── Предложенный текст
Например, я ни разу в жизни не посмотрел ни одной серии мыльной оперы. Однажды я из любопытства минут десять наблюдал за развитием событий в каком-то из сериалов. Все! Как на духу говорю. Увиденного мне оказалось достаточно, чтобы составить представление об уровне зрелища. Не нужно буйной фантазии, дабы догадаться, что было в предыдущих ста сериях и что будет в ста последующих. Я такие фильмы не смотрю, поскольку вообще не люблю картины, в которых после первых кадров понимаешь, чем все действие закончится.

Повторяю, я мыльные оперы не смотрю, но ведь рейтинги упорно свидетельствуют, что именно эти сериалы собирают у экранов до пятидесяти процентов зрительской аудитории. Ни одна другая передача и близко не может подойти к подобному показателю.

И я это понимаю – обязан понимать. Представьте: в какой-нибудь глубокой провинции, где принимают только первый канал “Останкина”, после рабочего дня собирается за ужином семья. У этих людей мало собственного счастья, они хотят посмотреть на чужое.

– В общем, все в лучших традициях: по многочисленным заявкам и во исполнение воли народа.

– А вы полагаете, что люди станут слушать политиков с их обещаниями?

Да, я получаю много писем от руководителей правительственных служб или, скажем, председателей фракций Госдумы, которые хотят по телевидению изложить свою позицию. Пишут… Ну скажите мне на милость, кому это сейчас нужно? Чего я категорически не хочу, так это превращения телевидения в арену политических схваток, сведения счетов. Многие ведь сделали себе карьеру на противопоставлении себя другим, на борьбе с правительством, с теми, кто, пусть и ошибаясь, работает, пытается изменить ситуацию в стране к лучшему. Я не желаю потакать тем, кто ради личной выгоды готов объявить чуть ли не вендетту моей Родине.

Уж лучше мыльные оперы с утра до вечера крутить.
────
── Исходные данные
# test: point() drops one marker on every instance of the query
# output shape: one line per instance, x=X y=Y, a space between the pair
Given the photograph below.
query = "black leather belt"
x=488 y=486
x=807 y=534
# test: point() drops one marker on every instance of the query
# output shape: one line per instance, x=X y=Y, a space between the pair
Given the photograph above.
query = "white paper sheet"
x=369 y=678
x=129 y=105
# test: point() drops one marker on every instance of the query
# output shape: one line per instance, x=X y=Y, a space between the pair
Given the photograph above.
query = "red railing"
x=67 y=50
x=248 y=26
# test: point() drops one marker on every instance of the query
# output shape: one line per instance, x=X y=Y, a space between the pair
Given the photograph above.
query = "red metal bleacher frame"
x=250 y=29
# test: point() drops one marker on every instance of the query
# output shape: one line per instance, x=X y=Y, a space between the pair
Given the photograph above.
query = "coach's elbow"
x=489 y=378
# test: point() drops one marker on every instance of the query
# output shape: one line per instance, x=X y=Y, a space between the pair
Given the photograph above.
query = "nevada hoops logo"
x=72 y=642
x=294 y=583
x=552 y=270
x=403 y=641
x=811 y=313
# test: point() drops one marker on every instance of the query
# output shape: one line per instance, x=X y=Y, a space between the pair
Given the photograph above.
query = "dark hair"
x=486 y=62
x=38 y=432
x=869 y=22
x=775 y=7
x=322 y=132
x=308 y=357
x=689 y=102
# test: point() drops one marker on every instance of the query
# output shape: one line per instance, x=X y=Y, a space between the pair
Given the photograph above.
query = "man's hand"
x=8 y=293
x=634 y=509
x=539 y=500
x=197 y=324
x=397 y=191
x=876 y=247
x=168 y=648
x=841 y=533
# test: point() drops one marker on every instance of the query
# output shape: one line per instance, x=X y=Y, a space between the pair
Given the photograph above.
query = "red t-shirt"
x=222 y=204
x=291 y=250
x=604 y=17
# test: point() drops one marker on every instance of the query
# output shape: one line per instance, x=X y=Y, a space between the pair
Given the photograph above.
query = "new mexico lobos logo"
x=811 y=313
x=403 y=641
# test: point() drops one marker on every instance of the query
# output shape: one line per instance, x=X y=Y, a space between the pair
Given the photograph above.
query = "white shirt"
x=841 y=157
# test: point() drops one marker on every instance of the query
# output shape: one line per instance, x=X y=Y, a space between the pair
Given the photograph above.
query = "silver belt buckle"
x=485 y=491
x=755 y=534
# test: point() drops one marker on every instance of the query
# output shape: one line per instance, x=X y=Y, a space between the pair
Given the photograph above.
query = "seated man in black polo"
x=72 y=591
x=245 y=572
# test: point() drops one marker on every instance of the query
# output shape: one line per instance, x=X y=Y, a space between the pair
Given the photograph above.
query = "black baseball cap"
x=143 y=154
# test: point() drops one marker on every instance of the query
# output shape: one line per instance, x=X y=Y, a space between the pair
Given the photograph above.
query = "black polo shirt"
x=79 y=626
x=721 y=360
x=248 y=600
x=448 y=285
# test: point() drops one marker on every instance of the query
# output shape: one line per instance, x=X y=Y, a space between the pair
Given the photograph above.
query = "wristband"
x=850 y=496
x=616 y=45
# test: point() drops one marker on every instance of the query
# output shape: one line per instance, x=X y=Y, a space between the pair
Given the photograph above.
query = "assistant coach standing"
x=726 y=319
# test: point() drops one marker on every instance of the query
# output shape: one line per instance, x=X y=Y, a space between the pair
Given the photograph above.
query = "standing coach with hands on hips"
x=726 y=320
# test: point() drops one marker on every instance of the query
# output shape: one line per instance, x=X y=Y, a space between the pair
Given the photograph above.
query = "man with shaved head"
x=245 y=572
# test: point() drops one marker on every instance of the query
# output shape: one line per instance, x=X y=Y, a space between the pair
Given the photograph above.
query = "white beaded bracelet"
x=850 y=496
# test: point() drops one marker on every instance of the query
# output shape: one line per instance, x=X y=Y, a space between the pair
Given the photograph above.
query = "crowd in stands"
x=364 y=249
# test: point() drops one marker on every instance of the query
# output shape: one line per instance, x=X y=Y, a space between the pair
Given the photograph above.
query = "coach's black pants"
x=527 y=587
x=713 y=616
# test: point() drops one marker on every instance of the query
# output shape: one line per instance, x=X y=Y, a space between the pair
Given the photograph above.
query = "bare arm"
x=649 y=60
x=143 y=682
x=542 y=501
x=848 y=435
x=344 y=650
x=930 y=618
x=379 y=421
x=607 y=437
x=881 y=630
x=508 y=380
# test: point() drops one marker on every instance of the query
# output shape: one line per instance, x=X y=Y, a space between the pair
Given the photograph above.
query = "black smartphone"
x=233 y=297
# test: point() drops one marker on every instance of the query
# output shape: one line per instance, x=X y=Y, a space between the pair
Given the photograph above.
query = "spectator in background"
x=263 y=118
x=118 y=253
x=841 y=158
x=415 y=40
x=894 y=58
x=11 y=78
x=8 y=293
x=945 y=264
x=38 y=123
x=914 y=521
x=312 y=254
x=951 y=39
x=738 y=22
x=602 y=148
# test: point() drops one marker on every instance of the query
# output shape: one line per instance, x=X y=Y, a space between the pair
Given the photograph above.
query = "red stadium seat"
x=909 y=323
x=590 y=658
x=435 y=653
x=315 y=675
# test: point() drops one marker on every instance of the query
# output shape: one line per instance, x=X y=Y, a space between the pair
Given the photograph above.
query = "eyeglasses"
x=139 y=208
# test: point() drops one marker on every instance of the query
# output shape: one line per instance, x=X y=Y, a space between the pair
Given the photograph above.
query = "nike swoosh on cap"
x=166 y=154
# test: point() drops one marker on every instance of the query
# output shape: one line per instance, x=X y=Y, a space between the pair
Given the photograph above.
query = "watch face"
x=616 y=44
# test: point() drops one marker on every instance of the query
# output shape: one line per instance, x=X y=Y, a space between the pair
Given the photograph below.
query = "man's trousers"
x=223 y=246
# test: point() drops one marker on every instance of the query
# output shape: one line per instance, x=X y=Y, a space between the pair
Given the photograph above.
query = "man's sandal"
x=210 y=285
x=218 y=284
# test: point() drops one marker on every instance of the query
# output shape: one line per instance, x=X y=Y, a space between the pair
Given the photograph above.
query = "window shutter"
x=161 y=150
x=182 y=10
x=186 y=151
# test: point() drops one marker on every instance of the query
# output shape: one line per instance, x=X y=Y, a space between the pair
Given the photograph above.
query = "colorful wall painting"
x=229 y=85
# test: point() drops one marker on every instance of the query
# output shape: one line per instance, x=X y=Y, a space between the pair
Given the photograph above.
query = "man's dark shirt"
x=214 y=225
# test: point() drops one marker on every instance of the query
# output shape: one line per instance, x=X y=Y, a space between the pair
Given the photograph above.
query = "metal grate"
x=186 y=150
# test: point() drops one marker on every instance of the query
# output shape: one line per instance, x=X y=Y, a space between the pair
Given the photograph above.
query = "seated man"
────
--- Поставленная задача A ---
Повторите без изменений отрывок текста о мыльных операх с «И я это понимаю» по «посмотреть на чужое.» включительно.
--- Поставленная задача B ---
Какую долю зрительской аудитории, согласно рейтингам из текста о мыльных операх, собирают у экранов эти сериалы?
Записи для работы не понадобятся.

--- Решение задачи A ---
И я это понимаю – обязан понимать. Представьте: в какой-нибудь глубокой провинции, где принимают только первый канал “Останкина”, после рабочего дня собирается за ужином семья. У этих людей мало собственного счастья, они хотят посмотреть на чужое.

--- Решение задачи B ---
Согласно рейтингам, мыльные оперы собирают у экранов до пятидесяти процентов зрительской аудитории.